**WORK TO COMPLETE**:
I would like the lines below, from the one with "Please segment the dark trousers." through the one with "Please segment the green", copied exactly and without any pictures.

━━━━━━

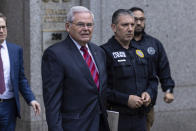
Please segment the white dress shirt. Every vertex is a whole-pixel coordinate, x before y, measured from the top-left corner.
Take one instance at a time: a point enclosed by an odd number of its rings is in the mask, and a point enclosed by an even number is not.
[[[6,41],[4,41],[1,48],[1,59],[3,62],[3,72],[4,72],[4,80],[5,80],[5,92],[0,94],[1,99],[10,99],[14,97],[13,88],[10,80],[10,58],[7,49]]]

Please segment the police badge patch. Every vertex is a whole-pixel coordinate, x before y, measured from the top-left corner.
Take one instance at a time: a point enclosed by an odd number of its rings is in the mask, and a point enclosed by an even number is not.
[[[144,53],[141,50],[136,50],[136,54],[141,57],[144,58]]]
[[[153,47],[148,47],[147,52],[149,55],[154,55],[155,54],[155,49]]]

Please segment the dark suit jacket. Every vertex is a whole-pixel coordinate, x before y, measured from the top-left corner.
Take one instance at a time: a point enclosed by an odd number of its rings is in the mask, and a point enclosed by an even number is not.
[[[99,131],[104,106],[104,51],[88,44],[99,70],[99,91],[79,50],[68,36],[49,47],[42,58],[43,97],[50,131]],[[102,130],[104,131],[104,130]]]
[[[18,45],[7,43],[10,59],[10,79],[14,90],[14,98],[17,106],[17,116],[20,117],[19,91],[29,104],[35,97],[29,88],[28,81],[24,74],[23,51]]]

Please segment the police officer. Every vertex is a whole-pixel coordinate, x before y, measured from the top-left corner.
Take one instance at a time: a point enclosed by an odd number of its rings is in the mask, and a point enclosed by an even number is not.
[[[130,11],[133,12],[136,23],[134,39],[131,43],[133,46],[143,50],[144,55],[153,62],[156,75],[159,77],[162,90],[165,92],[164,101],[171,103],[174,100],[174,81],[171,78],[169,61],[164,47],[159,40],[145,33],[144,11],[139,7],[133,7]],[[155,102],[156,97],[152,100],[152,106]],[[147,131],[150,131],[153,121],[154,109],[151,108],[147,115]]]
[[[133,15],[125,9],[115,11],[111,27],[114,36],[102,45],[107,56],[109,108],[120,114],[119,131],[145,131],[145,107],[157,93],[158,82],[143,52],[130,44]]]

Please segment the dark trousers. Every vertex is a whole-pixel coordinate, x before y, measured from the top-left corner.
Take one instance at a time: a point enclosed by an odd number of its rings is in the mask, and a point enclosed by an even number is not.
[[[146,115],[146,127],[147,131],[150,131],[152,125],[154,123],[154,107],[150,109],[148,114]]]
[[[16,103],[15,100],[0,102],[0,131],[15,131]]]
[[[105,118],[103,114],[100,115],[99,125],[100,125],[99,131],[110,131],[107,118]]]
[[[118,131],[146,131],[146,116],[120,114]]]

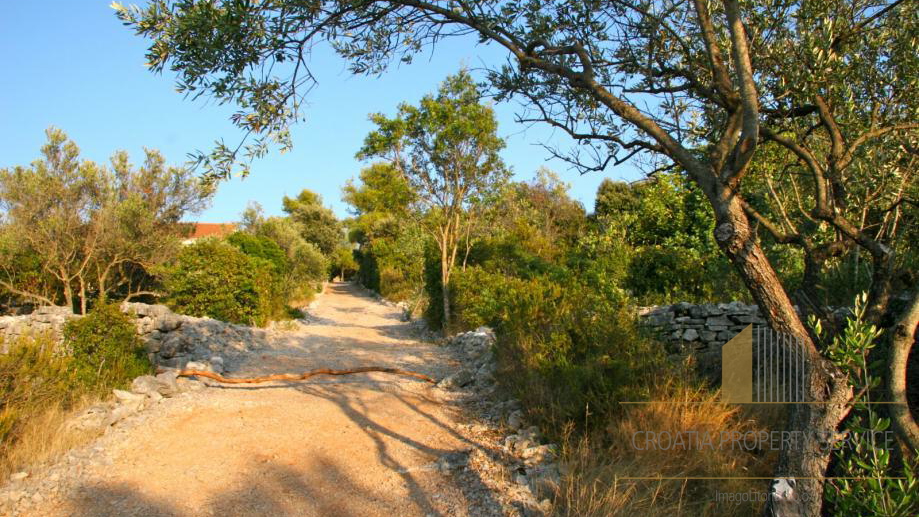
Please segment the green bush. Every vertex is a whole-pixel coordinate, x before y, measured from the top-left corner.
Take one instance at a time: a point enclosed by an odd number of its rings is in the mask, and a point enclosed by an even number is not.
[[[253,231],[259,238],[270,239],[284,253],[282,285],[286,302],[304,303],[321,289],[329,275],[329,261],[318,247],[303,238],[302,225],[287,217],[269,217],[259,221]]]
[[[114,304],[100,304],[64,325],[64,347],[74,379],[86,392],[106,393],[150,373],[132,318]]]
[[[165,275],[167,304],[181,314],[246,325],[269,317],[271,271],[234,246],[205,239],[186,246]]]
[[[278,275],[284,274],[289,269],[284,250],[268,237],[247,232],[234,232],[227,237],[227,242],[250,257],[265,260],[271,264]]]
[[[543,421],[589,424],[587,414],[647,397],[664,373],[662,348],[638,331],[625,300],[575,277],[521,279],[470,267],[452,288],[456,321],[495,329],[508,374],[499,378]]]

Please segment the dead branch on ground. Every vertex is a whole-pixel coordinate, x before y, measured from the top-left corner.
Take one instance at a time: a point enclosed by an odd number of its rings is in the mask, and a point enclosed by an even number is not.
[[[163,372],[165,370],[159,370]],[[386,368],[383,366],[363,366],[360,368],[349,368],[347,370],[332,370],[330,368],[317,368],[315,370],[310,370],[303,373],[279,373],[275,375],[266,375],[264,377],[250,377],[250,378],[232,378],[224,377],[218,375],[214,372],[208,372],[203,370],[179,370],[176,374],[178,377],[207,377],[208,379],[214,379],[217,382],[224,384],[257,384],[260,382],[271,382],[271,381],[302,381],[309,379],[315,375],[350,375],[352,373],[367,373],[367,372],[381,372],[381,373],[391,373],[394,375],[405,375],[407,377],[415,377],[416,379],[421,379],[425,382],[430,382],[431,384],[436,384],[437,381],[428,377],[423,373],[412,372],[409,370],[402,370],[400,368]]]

━━━━━━

**RESULT**:
Please segment the dark trousers. Every vertex is a whole-pixel coordinate, x before y, measured from the top-left corner.
Take one instance at a time: a point enclosed by an odd number of its rings is in the mask, and a point enclosed by an even number is not.
[[[146,115],[146,127],[147,131],[150,131],[152,125],[154,123],[154,107],[150,109],[148,114]]]
[[[16,103],[15,100],[0,102],[0,131],[15,131]]]
[[[105,118],[103,114],[100,115],[99,125],[100,125],[99,131],[110,131],[107,118]]]
[[[118,131],[146,131],[146,116],[120,114]]]

Please segment the green bush. Every vertex is a whole-pixel coordinate, x before y, measured from the top-left corner.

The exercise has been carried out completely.